§ **EXERCISE DATA**
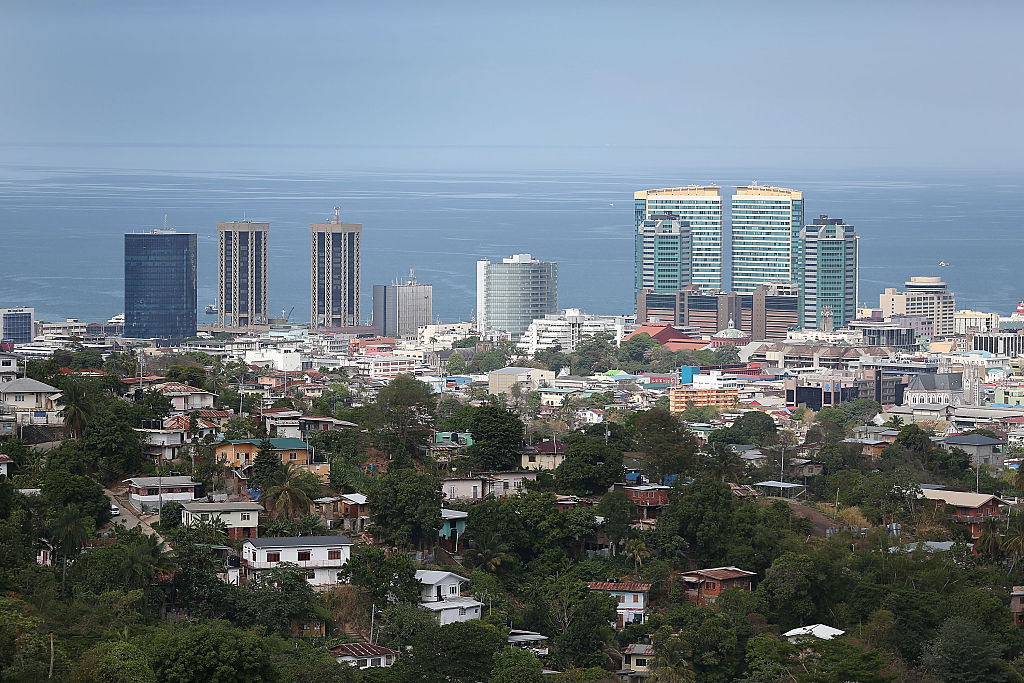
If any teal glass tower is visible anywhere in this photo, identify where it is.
[800,215,859,330]
[732,184,804,294]
[634,213,690,294]
[633,185,724,292]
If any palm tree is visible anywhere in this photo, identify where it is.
[50,505,89,593]
[263,463,319,519]
[467,533,515,573]
[119,533,174,589]
[626,539,650,573]
[57,381,95,437]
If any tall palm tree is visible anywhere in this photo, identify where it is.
[263,463,319,519]
[626,539,650,573]
[119,533,174,588]
[50,505,89,593]
[57,381,95,438]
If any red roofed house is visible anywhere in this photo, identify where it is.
[331,643,398,669]
[587,581,650,629]
[680,567,757,607]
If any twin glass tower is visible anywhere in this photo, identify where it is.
[633,183,858,329]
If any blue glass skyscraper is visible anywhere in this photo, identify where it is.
[125,230,197,339]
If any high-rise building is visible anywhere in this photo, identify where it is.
[374,269,434,338]
[217,220,270,328]
[800,214,859,330]
[732,184,804,292]
[633,185,724,290]
[309,207,362,328]
[125,230,197,339]
[637,285,801,341]
[0,306,35,344]
[879,276,956,337]
[476,254,558,340]
[634,213,690,293]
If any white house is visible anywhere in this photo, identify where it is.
[587,581,650,629]
[239,536,352,586]
[125,477,199,512]
[416,569,483,626]
[152,382,213,413]
[331,643,398,670]
[181,501,263,539]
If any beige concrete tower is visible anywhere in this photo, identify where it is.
[217,220,270,328]
[309,207,362,328]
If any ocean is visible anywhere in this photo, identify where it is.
[0,166,1024,324]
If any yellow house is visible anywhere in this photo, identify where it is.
[217,438,331,481]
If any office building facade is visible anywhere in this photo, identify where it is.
[0,306,35,344]
[879,276,956,337]
[637,285,801,341]
[633,185,724,292]
[731,184,804,293]
[476,254,558,340]
[634,213,690,294]
[217,220,270,328]
[800,215,859,330]
[374,272,434,339]
[124,230,197,339]
[309,207,362,328]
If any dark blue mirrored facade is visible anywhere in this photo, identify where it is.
[125,231,197,339]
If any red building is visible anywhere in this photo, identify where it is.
[680,567,757,607]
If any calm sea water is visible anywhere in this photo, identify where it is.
[0,168,1024,322]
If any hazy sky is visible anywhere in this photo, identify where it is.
[0,0,1024,169]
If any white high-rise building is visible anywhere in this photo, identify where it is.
[519,308,637,355]
[476,254,558,339]
[633,185,724,291]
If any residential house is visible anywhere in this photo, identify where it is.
[921,488,1010,539]
[587,581,650,629]
[618,643,654,683]
[416,569,483,626]
[520,439,565,472]
[437,508,469,553]
[939,434,1006,470]
[679,566,757,607]
[487,367,555,395]
[181,501,263,539]
[782,624,846,645]
[217,438,331,481]
[125,476,201,512]
[238,536,352,586]
[507,629,549,657]
[152,382,214,413]
[623,483,672,520]
[0,377,63,425]
[330,642,398,670]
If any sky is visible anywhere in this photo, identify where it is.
[0,0,1024,170]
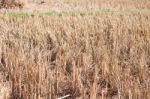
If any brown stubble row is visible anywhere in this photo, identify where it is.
[0,14,150,99]
[0,0,150,11]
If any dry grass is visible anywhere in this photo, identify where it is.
[1,0,28,8]
[0,14,150,99]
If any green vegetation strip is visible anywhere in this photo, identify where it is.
[2,9,150,18]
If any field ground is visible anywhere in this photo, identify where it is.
[0,0,150,99]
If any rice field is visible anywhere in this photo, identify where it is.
[0,0,150,99]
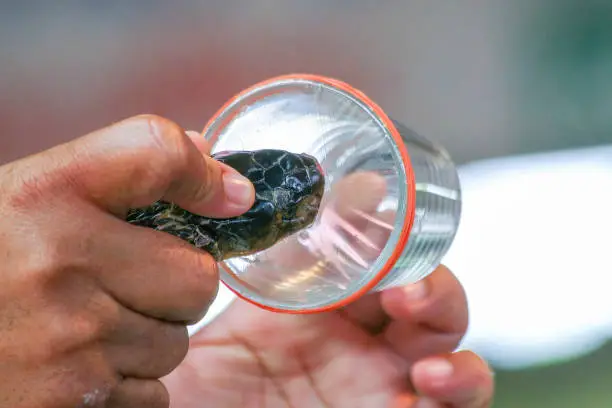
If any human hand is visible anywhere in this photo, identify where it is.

§ **EXERCISE**
Output the lines of the data from the line with "If any calm" to the line with "[633,185,724,291]", both included, as a JSON list of strings with one string per line and blank lines left out.

§ **FULL ANSWER**
[
  "If any calm sea water is visible anywhere in this photo, identify where it is.",
  "[0,168,1024,322]",
  "If any hazy sky is visible anywhere in this photo, identify where it is.",
  "[0,0,1024,169]",
  "If any white high-rise building is visible anywhere in this photo, identify where it is.",
  "[519,308,637,355]",
  "[476,254,558,339]",
  "[633,185,724,291]"
]